**Records provided:**
****************************************
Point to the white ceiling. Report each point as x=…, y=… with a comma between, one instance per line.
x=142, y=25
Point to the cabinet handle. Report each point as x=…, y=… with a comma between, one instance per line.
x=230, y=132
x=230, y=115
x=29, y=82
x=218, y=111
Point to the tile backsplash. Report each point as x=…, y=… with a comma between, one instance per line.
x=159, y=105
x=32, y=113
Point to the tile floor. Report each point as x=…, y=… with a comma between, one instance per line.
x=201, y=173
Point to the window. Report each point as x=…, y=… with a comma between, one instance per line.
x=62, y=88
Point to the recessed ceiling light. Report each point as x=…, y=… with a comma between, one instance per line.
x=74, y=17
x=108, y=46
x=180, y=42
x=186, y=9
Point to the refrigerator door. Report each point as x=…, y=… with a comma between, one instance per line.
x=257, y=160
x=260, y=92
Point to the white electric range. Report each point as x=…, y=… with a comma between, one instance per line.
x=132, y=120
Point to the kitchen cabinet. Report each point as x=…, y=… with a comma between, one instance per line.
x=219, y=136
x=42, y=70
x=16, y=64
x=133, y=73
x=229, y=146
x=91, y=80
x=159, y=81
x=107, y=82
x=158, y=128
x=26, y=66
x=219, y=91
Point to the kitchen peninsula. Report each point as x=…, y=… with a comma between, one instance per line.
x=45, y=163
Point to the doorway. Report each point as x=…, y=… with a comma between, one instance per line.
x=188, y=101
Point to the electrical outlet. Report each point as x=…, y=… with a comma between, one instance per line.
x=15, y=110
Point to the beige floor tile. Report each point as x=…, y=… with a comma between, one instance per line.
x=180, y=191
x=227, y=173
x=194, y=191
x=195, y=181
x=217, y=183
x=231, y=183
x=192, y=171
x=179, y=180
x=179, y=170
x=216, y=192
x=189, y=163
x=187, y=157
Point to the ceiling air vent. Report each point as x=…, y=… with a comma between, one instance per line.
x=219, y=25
****************************************
**Aim:** Can you rewrite every line of the entries above as a single numbered list, leaving out any blank lines?

**In response:**
1. Point to the white ceiling. Report each point as x=…, y=… with a comma between, one instance per line.
2. x=142, y=25
3. Point to the cabinet handle. Report each point as x=…, y=… with a comma between, one instance per line.
4. x=230, y=132
5. x=230, y=115
6. x=29, y=82
7. x=218, y=111
8. Point to the tile backsplash. Report each point as x=…, y=… with a comma between, one instance per line.
9. x=159, y=105
10. x=32, y=113
11. Point to the tile floor. Report each point as x=…, y=… with a comma between, one instance per line.
12. x=201, y=173
13. Point to the window. Report each point as x=…, y=… with a comma between, one instance per line.
14. x=62, y=88
15. Point to the recessed ceiling light. Report each point as x=…, y=… with a comma between, one instance per line.
16. x=74, y=17
17. x=108, y=46
18. x=180, y=42
19. x=186, y=9
20. Point to the refrigerator door. Report each point as x=…, y=… with a comma between, one instance per line.
21. x=257, y=160
22. x=260, y=92
23. Point to the white electric range. Report each point as x=…, y=… with a comma between, one instance per line.
24. x=132, y=120
25. Point to the kitchen cabinet. Report each point as x=…, y=… with a comma between, one instance per line.
26. x=219, y=136
27. x=42, y=70
28. x=16, y=64
29. x=133, y=73
30. x=229, y=146
31. x=91, y=80
32. x=159, y=81
33. x=107, y=82
34. x=158, y=128
35. x=26, y=66
36. x=219, y=91
37. Point to the kitchen peninsula. Report each point as x=…, y=… with a comma between, one instance per line.
38. x=45, y=163
39. Point to the doorway. Report each point as x=…, y=… with a comma between, one instance per line.
40. x=188, y=101
41. Point to the electrical outlet. Report each point as x=…, y=… with a comma between, one instance per line.
42. x=15, y=110
43. Point to the beige floor tile. Report each point as x=…, y=… with a comma between, one instance per line.
44. x=180, y=191
45. x=227, y=173
46. x=194, y=191
47. x=195, y=181
48. x=217, y=183
49. x=231, y=183
50. x=192, y=171
51. x=179, y=180
52. x=179, y=170
53. x=216, y=192
54. x=189, y=163
55. x=187, y=157
56. Point to the ceiling air vent. Report each point as x=…, y=… with a comma between, one instance per line.
57. x=219, y=25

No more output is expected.